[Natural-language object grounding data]
□ □ □ □ □ □ □
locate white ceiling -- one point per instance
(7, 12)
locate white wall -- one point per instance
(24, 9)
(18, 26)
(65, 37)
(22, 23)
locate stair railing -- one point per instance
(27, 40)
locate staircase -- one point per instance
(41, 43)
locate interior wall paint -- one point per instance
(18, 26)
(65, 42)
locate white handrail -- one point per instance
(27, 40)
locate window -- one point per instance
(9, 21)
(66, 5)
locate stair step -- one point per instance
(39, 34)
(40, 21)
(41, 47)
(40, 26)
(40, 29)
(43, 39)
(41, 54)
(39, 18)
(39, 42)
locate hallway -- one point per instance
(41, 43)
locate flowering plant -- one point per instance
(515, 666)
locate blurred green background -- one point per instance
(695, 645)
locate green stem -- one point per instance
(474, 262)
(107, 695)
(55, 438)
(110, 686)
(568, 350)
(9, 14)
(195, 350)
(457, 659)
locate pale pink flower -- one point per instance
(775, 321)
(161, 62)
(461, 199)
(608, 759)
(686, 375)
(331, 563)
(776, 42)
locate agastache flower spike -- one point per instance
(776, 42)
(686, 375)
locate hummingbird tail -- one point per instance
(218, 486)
□ □ □ □ □ □ □
### Prompt:
Could you set down exactly the lines from the one containing "locate stair railing" through the last line of the records above, both included?

### Result of this task:
locate stair railing -- one point per instance
(27, 40)
locate staircase -- one point per instance
(41, 43)
locate interior wall paint -- one point per instance
(18, 26)
(65, 42)
locate white handrail -- one point per instance
(27, 40)
locate window -- one point per instance
(9, 21)
(66, 5)
locate stair step -- one point per instance
(39, 34)
(40, 21)
(41, 47)
(40, 26)
(40, 29)
(43, 39)
(41, 54)
(39, 18)
(39, 42)
locate hallway -- one point per instance
(41, 43)
locate flowering plant -- one point per instance
(515, 666)
locate blurred green background -- one point per instance
(695, 645)
locate green stem -- one point per instance
(474, 262)
(107, 695)
(55, 438)
(110, 686)
(568, 350)
(9, 14)
(195, 350)
(457, 659)
locate pale pink flower -- one point per instance
(775, 321)
(161, 62)
(461, 199)
(608, 759)
(686, 375)
(331, 563)
(776, 42)
locate agastache flower spike -- one point per instance
(776, 42)
(686, 375)
locate hummingbird tail -- one point per instance
(218, 486)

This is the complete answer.